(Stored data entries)

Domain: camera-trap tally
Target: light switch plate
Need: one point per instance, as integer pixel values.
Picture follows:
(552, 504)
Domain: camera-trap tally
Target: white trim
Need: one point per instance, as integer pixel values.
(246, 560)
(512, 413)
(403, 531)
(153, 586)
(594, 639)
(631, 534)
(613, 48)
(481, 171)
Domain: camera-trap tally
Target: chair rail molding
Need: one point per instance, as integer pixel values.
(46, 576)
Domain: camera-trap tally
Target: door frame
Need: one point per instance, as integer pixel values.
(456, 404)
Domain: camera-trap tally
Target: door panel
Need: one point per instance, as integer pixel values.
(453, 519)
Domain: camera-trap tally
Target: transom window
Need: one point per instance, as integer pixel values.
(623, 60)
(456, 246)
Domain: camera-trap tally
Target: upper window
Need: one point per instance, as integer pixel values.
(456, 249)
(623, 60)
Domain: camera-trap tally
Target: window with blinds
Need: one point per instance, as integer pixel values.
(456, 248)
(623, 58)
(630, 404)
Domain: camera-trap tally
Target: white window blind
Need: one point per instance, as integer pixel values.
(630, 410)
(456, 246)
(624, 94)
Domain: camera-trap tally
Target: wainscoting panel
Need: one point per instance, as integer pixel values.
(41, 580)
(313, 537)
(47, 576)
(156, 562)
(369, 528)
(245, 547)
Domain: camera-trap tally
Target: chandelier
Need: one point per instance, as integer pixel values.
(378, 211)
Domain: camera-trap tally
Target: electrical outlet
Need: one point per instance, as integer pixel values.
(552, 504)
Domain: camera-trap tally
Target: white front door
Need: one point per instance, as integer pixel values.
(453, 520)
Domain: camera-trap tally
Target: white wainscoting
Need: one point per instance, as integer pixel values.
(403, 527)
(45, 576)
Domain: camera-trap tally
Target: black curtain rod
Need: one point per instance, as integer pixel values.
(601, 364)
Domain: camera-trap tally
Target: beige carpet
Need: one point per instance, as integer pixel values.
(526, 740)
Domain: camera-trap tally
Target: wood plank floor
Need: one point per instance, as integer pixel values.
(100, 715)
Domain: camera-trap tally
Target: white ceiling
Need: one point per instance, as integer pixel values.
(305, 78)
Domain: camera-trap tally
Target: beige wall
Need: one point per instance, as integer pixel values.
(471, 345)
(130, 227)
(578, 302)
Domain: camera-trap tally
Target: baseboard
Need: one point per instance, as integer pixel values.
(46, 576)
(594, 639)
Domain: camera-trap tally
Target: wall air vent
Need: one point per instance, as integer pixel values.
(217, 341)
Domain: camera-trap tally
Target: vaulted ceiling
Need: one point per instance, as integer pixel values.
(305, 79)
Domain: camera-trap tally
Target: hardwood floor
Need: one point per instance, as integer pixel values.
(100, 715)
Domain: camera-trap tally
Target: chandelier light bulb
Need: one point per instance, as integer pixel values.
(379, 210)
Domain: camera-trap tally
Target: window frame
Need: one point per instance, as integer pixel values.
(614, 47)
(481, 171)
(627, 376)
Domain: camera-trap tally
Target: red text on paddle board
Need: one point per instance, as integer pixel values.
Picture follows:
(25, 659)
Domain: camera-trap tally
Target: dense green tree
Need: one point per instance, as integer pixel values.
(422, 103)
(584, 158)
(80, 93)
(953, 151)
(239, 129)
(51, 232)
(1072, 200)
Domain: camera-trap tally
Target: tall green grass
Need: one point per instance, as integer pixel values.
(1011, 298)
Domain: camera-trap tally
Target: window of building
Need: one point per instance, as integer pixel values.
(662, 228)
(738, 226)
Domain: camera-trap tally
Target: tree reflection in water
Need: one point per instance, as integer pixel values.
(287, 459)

### PROBLEM DESCRIPTION
The entries are to be duplicated exactly, with nothing changed.

### ANSWER SECTION
Domain: camera-trap tally
Target: light switch plate
Need: one point per instance, as integer pixel values.
Picture follows:
(552, 504)
Domain: camera-trap tally
Target: white trim
Need: one point per instance, as integer pixel values.
(246, 560)
(512, 413)
(403, 531)
(153, 586)
(594, 639)
(631, 534)
(613, 48)
(481, 171)
Domain: camera-trap tally
Target: chair rail molding
Need: one point per instance, as integer pixel values.
(46, 576)
Domain: camera-trap tally
Target: door frame
Need: one point per instance, as integer pixel values.
(456, 404)
Domain: camera-trap tally
Target: door panel
Need: one point per instance, as integer pixel values.
(453, 519)
Domain: camera-trap tally
Target: transom window
Need: one point per instance, as integer pixel values.
(623, 60)
(456, 246)
Domain: camera-trap tally
Target: upper window
Need: one point per instance, as integer pixel values.
(456, 249)
(623, 60)
Domain: camera-trap tally
Target: window with blinds
Need: one point per instance, as integer pixel values.
(456, 248)
(623, 58)
(630, 404)
Domain: camera-trap tally
Target: white window blind
Need: one point per instance, as integer pixel values.
(630, 410)
(456, 246)
(624, 94)
Domain: camera-trap tally
Target: wainscoting panel
Need: one point per instance, as integer pixel values.
(41, 580)
(313, 537)
(47, 576)
(156, 562)
(369, 528)
(245, 547)
Domain: camera-trap tally
Target: chandelier
Need: one point per instance, as integer pixel values.
(378, 211)
Domain: camera-trap tally
Target: electrical outlet
Need: one point per instance, as integer pixel values.
(552, 504)
Domain: camera-trap tally
Target: white front door
Need: one point per instance, as integer pixel values.
(453, 520)
Domain: camera-trap tally
Target: white wainscoting
Need: one point per instance, as integer pixel values.
(403, 527)
(45, 576)
Domain: camera-trap tally
Target: black curtain rod
Need: one point per instance, as integer pixel values.
(601, 364)
Domain: camera-trap tally
Target: beige carpet
Need: one point per instance, as integer pixel values.
(526, 740)
Domain: camera-trap tally
Target: wood plank floor
Need: one point per instance, as integer pixel values.
(100, 715)
Domain: camera-trap tally
Target: white ceiling
Need: one point per instance, as integer pixel values.
(305, 78)
Domain: camera-trap tally
Target: beige wall
Need: one point per instance, as integer pixel values.
(471, 345)
(130, 227)
(578, 302)
Domain: camera-trap tally
Target: baseboard
Need: one point per instance, as integer pixel values.
(46, 576)
(594, 639)
Domain: camera-trap tally
Target: wall air vent
Need: one point per instance, as integer pixel values.
(217, 341)
Domain: camera-trap tally
Target: vaulted ceiling
Need: one point per instance, as integer pixel values.
(305, 79)
Domain: camera-trap tally
Target: hardwood floor
Need: one point per instance, as integer pixel values.
(100, 715)
Domain: camera-trap tally
Target: chandelier light bulb
Need: one point per instance, as integer pixel values.
(379, 210)
Domain: camera-trap tally
Target: window frame
Need: one point per instance, as integer pixel values.
(614, 47)
(481, 171)
(627, 376)
Domain: camera-trap tally
Target: red text on paddle board
Need: one point per instance, as integer pixel values.
Picture follows:
(25, 659)
Domain: camera-trap tally
Target: dense green tree
Need: one point per instance, as integer pixel values.
(422, 103)
(584, 158)
(80, 93)
(953, 151)
(239, 129)
(51, 232)
(1072, 200)
Domain: camera-trap tally
Target: tall green grass
Need: one point per instance, as integer pixel values.
(1011, 298)
Domain: camera-trap tally
Target: window of building
Need: one point per instance, as integer pixel values.
(662, 228)
(738, 226)
Domain: camera-trap tally
Target: tree reflection in water
Need: one point per instance, as integer pixel values.
(287, 459)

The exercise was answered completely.